Work to complete
(a) From the article on essential documents for young adults, return the passage between "Essential Documents for" and "victim of crime.", inclusive.
(b) Answer these questions using the article on essential documents for young adults:
(i) At what age does a child stop being someone whose parents can legally make decisions for them?
(ii) Who prepares the legal documents the article recommends?
(iii) What school information does the article say parents cannot see without their child's permission?
(c) Shorten the paragraph of the article on essential documents for young adults that begins "Parents or a sibling may have to go to court," keeping its main facts.

Document extract
Essential Documents for Young Adults
Most young people don’t expect that they will ever become seriously ill or injured. And while that may not be likely, it is possible. We all know of a young adult who suddenly became ill, or was seriously injured in an accident or was an innocent victim of crime.
And while parents may always consider their child to be “their child,” the law might not. Once a child turn 18, parents no longer have the legal ability to make decisions for their child or find out basic information. As parents, we’ve all been mildly irritated when we find out we cannot have access to college grades without our child’s permission (even though we are paying the bills). Well, just imagine how much more frustrating this can be if there is a medical emergency.
Parents or a sibling may have to go to court and ask for permission to learn about the young adult’s medical condition, to be able to make decisions about treatment, and have access to financial records and accounts. If your young adult refuses medical treatment and wants to live among the homeless on the streets, a judge can decide that is his own decision to make!
The following legal documents, prepared by an estate planning attorney, are not expensive—and every person over the age of 18 should have them. They allow you to name another person to make medical and financial decisions for you if you are not able to make them for yourself.

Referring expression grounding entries
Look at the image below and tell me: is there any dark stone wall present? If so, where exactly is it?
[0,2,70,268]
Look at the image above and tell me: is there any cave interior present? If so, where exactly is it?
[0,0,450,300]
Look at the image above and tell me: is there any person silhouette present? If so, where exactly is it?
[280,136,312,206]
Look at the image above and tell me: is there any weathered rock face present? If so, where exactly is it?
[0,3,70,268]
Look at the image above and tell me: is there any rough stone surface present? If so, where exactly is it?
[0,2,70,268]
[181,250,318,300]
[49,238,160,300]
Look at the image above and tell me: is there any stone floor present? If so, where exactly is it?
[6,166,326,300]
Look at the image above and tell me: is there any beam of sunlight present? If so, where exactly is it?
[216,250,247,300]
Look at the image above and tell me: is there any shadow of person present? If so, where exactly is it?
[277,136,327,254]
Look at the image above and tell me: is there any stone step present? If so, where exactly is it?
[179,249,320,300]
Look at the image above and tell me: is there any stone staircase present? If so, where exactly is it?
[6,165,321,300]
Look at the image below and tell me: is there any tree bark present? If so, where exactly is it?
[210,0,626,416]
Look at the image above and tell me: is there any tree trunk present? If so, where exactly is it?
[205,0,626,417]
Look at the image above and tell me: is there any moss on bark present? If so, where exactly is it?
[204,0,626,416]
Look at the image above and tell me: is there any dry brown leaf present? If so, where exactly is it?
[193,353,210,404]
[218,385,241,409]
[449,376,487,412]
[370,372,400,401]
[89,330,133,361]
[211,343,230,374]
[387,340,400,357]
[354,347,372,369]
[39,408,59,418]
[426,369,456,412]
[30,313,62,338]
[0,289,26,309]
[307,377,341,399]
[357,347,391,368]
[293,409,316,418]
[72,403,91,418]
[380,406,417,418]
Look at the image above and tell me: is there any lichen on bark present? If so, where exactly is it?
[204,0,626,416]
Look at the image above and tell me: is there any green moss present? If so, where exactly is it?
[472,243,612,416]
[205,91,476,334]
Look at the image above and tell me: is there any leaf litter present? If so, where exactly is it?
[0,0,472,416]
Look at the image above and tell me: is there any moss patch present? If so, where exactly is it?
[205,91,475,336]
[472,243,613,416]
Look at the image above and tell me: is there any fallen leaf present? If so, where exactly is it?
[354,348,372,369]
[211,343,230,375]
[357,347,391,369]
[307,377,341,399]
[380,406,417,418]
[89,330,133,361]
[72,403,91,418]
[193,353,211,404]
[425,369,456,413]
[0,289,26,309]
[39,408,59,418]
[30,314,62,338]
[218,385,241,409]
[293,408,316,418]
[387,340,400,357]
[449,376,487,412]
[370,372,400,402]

---

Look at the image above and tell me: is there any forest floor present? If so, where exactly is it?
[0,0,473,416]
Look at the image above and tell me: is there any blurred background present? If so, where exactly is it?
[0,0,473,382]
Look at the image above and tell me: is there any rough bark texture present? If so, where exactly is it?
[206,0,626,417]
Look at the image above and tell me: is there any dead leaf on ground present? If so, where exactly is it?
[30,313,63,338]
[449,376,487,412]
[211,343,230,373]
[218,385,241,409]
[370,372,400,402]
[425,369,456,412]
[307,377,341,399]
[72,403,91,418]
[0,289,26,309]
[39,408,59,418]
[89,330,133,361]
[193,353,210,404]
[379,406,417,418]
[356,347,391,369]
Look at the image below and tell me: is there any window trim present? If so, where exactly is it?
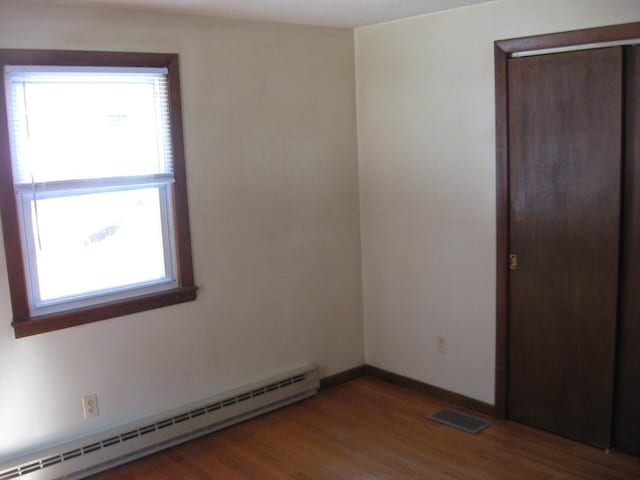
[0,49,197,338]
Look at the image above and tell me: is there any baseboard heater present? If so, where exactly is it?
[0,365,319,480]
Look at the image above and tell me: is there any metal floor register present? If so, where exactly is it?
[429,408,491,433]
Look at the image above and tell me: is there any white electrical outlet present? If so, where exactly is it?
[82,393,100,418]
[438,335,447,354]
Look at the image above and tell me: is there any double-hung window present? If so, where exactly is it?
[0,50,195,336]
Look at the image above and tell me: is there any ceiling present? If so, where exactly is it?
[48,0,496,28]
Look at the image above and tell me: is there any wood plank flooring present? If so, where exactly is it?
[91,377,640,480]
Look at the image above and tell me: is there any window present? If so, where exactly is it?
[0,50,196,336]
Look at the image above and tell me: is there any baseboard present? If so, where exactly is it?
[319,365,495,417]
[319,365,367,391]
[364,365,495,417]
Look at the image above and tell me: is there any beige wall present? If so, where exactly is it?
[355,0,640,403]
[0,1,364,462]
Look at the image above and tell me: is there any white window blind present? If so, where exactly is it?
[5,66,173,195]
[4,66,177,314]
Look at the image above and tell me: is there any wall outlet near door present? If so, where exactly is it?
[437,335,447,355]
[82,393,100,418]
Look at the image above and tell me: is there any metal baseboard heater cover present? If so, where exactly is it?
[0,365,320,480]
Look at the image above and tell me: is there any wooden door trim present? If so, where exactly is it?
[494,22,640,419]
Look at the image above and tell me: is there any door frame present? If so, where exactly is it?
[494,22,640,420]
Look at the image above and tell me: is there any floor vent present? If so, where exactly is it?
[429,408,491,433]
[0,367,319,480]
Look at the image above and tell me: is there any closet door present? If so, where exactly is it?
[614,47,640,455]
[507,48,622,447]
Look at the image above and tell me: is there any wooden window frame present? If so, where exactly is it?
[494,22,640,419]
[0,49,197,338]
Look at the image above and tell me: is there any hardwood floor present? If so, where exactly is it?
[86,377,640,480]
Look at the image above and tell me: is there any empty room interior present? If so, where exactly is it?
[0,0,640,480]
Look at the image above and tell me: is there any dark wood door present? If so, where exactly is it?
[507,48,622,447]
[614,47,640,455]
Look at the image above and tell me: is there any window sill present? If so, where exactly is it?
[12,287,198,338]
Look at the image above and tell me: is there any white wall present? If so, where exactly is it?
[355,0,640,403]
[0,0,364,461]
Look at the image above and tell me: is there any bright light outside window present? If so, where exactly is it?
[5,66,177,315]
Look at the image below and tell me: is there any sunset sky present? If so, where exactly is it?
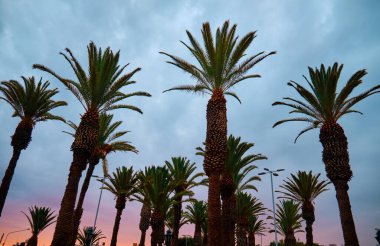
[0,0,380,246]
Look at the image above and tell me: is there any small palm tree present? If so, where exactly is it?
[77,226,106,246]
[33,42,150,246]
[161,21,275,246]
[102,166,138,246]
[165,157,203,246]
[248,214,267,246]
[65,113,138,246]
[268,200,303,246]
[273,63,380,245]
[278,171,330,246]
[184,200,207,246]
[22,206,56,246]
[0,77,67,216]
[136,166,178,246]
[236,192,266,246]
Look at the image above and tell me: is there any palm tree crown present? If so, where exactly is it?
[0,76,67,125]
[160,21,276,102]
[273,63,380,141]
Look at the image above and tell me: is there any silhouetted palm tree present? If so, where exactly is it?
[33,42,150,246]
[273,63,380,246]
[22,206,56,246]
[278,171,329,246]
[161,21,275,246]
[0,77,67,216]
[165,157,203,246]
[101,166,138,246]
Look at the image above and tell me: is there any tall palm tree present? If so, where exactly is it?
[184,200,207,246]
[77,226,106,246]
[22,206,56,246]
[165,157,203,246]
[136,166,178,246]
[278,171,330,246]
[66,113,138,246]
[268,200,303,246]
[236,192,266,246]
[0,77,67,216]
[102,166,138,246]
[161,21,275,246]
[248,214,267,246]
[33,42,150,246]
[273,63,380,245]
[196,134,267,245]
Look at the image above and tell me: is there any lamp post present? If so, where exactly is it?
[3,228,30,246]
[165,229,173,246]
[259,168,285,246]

* * *

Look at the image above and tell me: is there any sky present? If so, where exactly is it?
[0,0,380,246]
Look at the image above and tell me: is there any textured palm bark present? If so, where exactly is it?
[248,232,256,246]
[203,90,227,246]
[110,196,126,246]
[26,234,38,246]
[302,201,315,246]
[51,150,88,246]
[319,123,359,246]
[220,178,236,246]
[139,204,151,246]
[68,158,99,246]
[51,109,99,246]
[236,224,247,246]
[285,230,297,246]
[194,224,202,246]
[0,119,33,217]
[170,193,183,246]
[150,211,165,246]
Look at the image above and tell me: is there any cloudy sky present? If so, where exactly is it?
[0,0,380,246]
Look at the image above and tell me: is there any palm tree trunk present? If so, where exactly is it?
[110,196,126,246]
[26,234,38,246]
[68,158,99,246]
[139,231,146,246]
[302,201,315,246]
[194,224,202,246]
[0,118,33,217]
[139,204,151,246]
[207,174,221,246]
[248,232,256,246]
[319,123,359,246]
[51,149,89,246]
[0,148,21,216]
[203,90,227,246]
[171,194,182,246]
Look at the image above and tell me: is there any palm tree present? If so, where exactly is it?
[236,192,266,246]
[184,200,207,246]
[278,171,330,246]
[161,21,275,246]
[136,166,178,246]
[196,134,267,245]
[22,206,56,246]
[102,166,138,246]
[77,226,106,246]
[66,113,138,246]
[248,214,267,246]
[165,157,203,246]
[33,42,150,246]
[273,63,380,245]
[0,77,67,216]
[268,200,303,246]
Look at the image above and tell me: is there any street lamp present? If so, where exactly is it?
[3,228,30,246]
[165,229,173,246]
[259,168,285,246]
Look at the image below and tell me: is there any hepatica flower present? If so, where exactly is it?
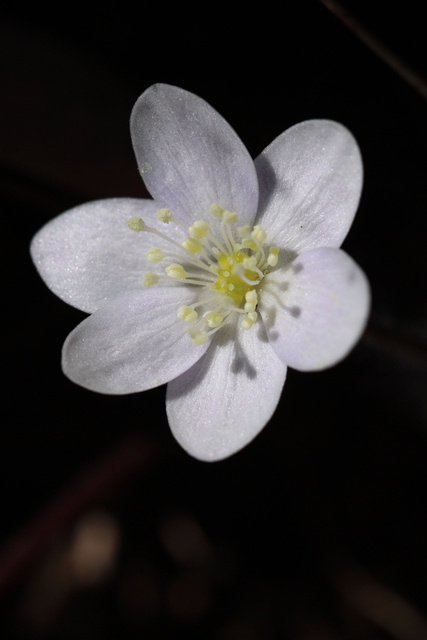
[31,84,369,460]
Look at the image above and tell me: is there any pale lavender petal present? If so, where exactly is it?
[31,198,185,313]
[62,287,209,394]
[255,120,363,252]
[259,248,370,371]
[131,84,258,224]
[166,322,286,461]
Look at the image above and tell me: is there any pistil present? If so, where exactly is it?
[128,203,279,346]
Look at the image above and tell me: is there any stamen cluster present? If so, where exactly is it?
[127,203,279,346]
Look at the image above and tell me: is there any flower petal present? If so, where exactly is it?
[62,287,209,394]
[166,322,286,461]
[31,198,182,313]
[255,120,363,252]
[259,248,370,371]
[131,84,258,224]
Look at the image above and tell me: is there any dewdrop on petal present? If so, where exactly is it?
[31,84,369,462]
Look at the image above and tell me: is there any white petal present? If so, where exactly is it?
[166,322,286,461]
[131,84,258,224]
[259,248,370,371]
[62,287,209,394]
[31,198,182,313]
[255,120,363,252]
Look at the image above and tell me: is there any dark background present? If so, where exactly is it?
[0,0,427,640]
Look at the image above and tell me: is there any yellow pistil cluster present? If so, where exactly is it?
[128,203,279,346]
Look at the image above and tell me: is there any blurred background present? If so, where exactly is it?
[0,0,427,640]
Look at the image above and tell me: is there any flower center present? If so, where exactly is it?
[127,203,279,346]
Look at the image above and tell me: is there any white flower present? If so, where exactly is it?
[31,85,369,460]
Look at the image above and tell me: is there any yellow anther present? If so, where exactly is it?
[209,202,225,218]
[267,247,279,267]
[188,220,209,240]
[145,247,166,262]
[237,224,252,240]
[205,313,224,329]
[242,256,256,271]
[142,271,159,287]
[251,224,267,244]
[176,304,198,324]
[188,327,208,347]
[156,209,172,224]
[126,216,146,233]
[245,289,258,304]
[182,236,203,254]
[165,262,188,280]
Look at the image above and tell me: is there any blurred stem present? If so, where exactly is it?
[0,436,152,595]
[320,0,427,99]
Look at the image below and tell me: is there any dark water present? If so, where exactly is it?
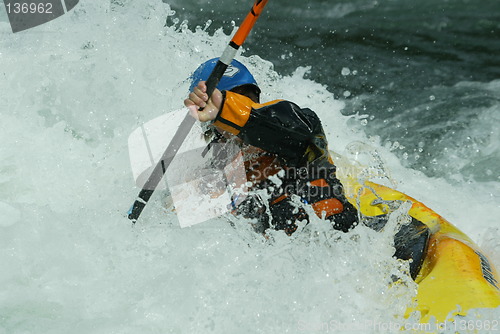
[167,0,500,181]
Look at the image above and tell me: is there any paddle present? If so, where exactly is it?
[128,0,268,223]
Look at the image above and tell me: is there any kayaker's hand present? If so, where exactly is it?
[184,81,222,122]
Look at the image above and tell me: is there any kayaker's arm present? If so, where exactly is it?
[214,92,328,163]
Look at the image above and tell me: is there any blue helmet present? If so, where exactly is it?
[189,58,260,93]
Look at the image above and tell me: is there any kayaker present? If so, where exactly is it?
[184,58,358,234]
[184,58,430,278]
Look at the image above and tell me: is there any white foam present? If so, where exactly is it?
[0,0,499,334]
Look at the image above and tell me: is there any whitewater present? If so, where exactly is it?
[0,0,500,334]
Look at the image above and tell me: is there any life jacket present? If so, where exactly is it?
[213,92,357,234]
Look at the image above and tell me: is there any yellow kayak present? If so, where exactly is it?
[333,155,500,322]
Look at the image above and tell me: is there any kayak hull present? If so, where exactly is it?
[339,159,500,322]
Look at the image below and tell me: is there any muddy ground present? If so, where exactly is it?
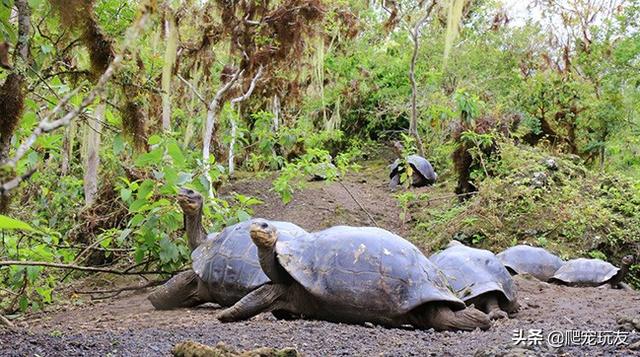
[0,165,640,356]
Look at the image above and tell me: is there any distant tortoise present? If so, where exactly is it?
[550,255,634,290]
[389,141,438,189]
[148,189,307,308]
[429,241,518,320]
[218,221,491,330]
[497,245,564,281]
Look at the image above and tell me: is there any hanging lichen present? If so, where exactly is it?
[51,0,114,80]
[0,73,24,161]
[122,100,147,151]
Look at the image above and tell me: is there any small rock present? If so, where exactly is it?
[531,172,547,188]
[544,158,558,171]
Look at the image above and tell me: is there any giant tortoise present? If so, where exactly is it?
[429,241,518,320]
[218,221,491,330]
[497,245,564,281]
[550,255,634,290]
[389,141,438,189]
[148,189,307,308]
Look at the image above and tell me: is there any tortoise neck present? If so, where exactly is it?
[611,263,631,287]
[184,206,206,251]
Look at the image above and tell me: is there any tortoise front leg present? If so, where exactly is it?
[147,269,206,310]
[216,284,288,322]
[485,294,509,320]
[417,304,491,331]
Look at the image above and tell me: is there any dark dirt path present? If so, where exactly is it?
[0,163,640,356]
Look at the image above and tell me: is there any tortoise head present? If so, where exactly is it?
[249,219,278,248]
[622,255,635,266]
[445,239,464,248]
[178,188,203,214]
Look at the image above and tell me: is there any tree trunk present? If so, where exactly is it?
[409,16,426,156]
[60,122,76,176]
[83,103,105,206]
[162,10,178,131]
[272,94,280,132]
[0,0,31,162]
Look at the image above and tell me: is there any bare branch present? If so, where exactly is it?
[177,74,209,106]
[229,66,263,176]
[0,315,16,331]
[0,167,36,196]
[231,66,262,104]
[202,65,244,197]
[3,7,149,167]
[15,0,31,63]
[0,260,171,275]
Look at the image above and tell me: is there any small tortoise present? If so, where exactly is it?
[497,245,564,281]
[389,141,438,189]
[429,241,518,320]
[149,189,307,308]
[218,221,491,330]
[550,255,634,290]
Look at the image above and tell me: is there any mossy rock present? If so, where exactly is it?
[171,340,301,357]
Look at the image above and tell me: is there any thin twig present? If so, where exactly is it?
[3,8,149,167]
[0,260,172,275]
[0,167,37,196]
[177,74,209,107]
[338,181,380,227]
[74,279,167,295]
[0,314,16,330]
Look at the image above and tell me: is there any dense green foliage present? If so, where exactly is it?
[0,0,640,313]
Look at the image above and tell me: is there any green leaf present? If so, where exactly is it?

Answer list
(a)
Essential Documents for Young Adults
Most young people don’t expect that they will ever become seriously ill or injured. And while that may not be likely, it is possible. We all know of a young adult who suddenly became ill, or was seriously injured in an accident or was an innocent victim of crime.

(b)
(i) 18
(ii) An estate planning attorney
(iii) College grades

(c) Parents or a sibling may need a court's permission to learn about a young adult's medical condition, make treatment decisions, and access financial records and accounts. A judge can rule that a young adult who refuses treatment and chooses to live homeless on the streets is making his own decision.